>> BEGIN DATA PROVIDED
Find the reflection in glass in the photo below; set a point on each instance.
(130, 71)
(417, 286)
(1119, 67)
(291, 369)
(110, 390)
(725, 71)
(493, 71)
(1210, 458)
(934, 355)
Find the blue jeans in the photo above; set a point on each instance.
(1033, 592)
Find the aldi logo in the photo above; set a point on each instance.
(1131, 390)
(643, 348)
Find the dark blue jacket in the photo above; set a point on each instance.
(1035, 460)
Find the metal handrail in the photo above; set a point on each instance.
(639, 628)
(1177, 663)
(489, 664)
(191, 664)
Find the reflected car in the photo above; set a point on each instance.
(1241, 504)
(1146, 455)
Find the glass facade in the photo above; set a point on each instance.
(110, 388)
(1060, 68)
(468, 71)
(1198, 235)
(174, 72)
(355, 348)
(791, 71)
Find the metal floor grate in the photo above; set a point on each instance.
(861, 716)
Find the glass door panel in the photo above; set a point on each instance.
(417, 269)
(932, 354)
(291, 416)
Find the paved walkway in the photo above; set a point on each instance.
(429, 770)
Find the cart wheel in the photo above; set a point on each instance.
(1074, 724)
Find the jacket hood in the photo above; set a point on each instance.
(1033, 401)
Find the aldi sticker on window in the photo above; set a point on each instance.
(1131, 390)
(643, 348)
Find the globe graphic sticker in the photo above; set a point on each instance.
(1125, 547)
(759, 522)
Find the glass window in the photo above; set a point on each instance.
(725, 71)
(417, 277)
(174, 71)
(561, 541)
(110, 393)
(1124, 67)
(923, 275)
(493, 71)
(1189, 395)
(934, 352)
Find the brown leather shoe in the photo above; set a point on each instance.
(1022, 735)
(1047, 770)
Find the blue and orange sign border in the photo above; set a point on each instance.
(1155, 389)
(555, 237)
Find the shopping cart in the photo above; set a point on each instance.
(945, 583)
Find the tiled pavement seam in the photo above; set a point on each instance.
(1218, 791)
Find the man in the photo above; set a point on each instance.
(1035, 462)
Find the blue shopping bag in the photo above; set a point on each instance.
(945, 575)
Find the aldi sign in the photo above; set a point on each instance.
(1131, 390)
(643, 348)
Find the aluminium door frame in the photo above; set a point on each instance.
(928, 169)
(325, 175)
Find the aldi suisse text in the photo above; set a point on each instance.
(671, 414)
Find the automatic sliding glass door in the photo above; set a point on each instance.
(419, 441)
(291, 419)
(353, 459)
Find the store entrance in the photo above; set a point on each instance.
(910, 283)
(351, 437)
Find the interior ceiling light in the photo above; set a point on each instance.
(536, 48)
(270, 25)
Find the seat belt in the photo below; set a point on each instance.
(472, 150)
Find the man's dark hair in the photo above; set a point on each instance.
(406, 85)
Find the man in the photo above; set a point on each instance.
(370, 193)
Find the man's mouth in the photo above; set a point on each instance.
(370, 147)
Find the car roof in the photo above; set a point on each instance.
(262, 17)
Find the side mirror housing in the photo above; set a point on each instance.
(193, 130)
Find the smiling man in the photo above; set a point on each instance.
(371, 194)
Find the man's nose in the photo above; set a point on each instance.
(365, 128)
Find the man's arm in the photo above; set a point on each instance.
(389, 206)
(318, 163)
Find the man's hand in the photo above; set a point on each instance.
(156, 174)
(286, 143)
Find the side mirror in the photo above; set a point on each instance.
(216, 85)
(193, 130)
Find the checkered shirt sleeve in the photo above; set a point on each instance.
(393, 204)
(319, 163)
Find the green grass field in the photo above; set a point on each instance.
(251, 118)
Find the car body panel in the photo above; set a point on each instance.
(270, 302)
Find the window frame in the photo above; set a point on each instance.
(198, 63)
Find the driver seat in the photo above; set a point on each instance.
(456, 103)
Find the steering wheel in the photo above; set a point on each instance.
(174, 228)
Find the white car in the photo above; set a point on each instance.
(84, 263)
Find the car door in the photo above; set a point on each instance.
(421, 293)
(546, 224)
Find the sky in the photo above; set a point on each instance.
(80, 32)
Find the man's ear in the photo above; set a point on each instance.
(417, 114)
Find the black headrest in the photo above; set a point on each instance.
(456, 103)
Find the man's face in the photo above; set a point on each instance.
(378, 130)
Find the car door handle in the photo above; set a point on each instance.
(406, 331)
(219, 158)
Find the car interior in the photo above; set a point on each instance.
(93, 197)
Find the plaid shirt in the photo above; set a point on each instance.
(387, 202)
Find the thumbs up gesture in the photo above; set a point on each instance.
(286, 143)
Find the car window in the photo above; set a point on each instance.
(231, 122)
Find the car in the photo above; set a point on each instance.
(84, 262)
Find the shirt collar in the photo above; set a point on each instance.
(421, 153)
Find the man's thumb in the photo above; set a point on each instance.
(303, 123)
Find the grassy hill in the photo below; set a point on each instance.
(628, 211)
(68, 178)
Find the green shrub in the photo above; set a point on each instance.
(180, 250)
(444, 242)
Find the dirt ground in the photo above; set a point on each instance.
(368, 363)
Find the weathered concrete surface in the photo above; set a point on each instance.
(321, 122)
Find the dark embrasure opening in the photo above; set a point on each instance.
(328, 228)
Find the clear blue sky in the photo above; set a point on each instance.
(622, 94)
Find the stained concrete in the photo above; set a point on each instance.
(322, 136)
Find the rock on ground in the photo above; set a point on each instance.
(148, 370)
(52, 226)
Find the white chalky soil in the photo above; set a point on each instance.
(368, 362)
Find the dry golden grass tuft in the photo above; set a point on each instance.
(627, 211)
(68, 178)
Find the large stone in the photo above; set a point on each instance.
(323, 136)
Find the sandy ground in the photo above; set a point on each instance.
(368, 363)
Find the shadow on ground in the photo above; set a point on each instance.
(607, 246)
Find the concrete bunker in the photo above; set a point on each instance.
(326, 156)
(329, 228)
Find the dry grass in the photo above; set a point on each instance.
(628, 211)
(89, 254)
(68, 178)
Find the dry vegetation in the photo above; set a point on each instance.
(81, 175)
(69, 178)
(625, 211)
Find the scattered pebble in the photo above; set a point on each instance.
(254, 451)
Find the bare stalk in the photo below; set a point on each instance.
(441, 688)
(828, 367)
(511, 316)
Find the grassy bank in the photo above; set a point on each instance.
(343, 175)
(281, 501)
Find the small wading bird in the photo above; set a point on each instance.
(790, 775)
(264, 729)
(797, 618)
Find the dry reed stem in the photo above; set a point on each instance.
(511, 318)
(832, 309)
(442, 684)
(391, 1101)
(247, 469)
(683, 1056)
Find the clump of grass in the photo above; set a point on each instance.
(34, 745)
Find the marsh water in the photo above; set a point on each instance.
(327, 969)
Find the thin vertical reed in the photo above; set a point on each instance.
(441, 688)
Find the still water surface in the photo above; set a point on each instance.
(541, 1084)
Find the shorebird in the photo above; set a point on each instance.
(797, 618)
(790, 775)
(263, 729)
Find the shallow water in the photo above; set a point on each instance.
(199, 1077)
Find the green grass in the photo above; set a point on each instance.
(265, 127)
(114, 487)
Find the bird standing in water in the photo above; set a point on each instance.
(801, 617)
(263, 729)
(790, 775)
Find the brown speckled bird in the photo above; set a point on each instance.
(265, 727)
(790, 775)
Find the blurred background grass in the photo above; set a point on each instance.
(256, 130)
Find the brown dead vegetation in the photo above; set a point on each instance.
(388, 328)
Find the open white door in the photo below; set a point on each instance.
>> END DATA PROVIDED
INSTRUCTION: Rewrite the data from the line with "Find the scattered" through the end of the data, swapping "marsh water" for "pond water" and keeping everything else the same.

SOLVED PROBLEM:
Find the scattered pebble in the photo above; set a point on each instance.
(254, 451)
Find the bare stalk in the photo below; set a point on each instance.
(441, 688)
(828, 367)
(511, 316)
Find the grassy bank in the photo above; set a point on each instance.
(343, 175)
(281, 501)
Find the small wading bird in the photo above; set a point on each instance.
(790, 775)
(264, 729)
(797, 618)
Find the dry reed stem in the photo above; set a point on each instance.
(511, 318)
(832, 309)
(442, 684)
(391, 1101)
(247, 469)
(683, 1056)
Find the clump of grass in the photo above; set a point on each instance.
(34, 745)
Find the pond water in the photo above; set a point on each instance.
(327, 969)
Find the thin vertical reed in the photo above; set a point on each instance.
(441, 688)
Find the still water surface in the photo above; set a point on each instance.
(541, 1084)
Find the shorebird in the photo above; set a point on each instance.
(797, 618)
(790, 775)
(263, 729)
Find the shallow water in the photo above; set a point on each instance.
(199, 1077)
Find the green grass in the photo above; set a point on each instance.
(265, 127)
(114, 487)
Find the bird standing in water in the photo above; set a point on each instance.
(801, 617)
(263, 729)
(790, 775)
Find the brown speckled bird in the photo above; set a point on each instance.
(265, 727)
(790, 775)
Find the blurred background grass in the photo above; set a point on each instance.
(256, 130)
Find the brown dead vegetation in the photo above; set a point on each instance.
(388, 328)
Find the open white door in the photo below; set a point on each instance.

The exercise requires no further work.